Deine Aufgabe –
Welchen Titel trägt das Buch, das im Textauszug vorgestellt wird, inzwischen? Antworte bitte mit einem Satz.

19. Jahrgang | Sonderausgabe | 11. Juli 2016

„Loadengeschichten“ und mehr aus Bossdom

von Ulrich Kaufmann

Der Bohsdorfer Strittmatter-Verein hat ein Jubiläum zu vermelden, wird er doch im Sommer zwei Jahrzehnte alt. Dies bot Freunden, Lesern, Familienangehörigen des Dichterpaares, Literaten, Theaterleuten und bildenden Künstlern Anlass, sich auf vielfältige Weise an die Lyrikerin und den Erzähler zu erinnern. Die erste titelstiftende Idee, „Loadengeschichten“ zu erzählen, wurde aufgegeben, da sie zu sehr nur auf die Anfänge und namentlich auf Erwin Strittmatter fokussiert gewesen wäre. Der nunmehrige Titel „Von Bohsdorf nach Schulzenhof“ steht eher für den Weg, den beide mit ihrer Familie gegangen sind. Ihre Leser wissen, dass die Strittmatters streitbare Leute waren und dies noch immer sind, nicht jeder ist jedem grün. Und so konnten nicht alle Texte, die die Herausgeber Renate Brucke und Matthias Stark vorsahen – etwa Strittmatters frühe Hundegeschichte „Flock“ und mancher Brief – abgedruckt werden. Bei beiden Strittmatters handelte es sich im besten Sinne um „Volksschriftsteller“: Sie wurden von hunderttausenden Menschen gelesen, geliebt und verstanden. Und so ist es nicht verwunderlich, wenn nun, ermuntert durch den Literaturverein, zahlreiche Leser selbst zur Feder beziehungsweise zum Zeichenstift griffen. Entstanden sind zahlreiche Gedichte, Anekdoten, Berichte, Interviews, Aquarelle, Linolschnitte, Fotos und manches mehr. Renate Brucke, die nimmermüde Vereinsvorsitzende, schuf einige bildkünstlerische Werke, darunter eine sensible Bleistiftzeichnung Eva Strittmatters. Zudem brachte sie etliche lebende Zeitgenossen, darunter Strittmatters Sohn Knut (aus erster Ehe) zum Reden und legte gar ein fiktives, montiertes Gespräch mit dem längst verstorbenen Verfasser der „Laden“-Trilogie vor. Möge dieses nicht zuletzt Neuleser Strittmatters ansprechen. Das Buch hat auch etwas von einem Sachbuch, wenn etwa über die Arbeit der Laden-Gedenkstätte sowie über die indessen legendären Dorf- und Friedhofspaziergänge berichtet wird. Es dürfte im Interesse der zu Ehrenden gewesen sein, wenn in diesem Almanach Profis und Laien Gemeinsames schufen. So steht gleich eingangs die dunkelböse Radierung von Hubertus Giebe, die uns Erwin im Jahre 1987 zeigt, neben einer ganz neuen Federzeichnung, einem Porträt Evas, geschaffen von Gudrun Stark.

Gespeicherte Daten –
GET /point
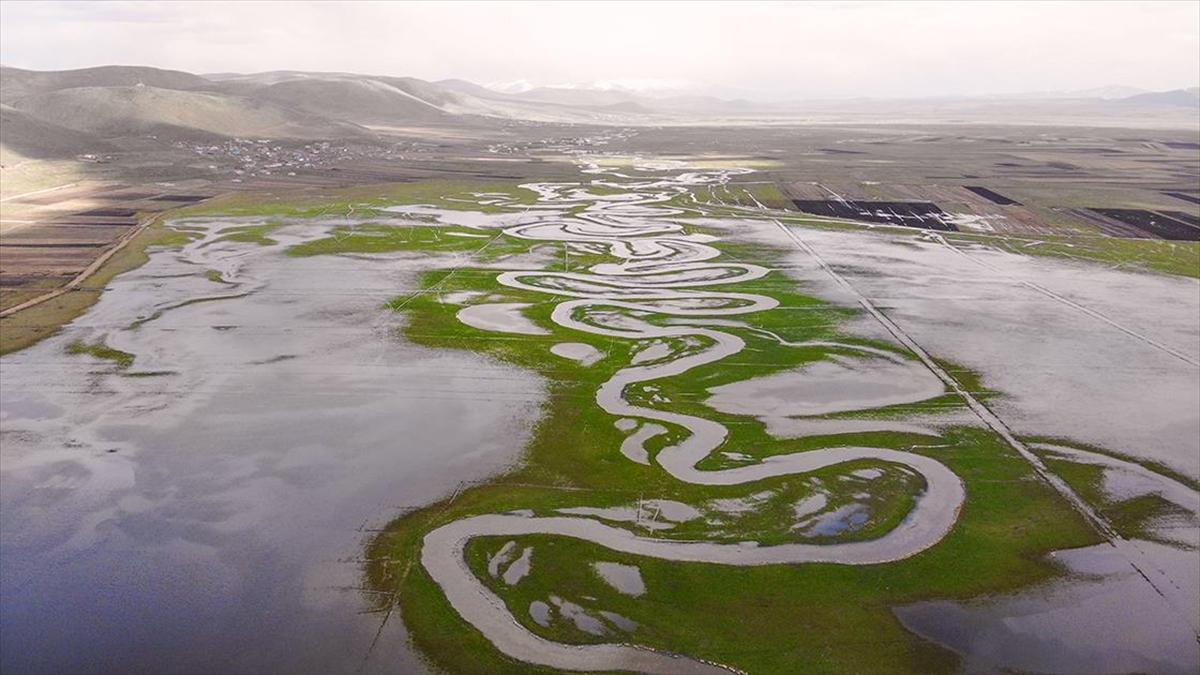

Schriftliche Antwort –
Das Buch trägt jetzt den Titel „Von Bohsdorf nach Schulzenhof“.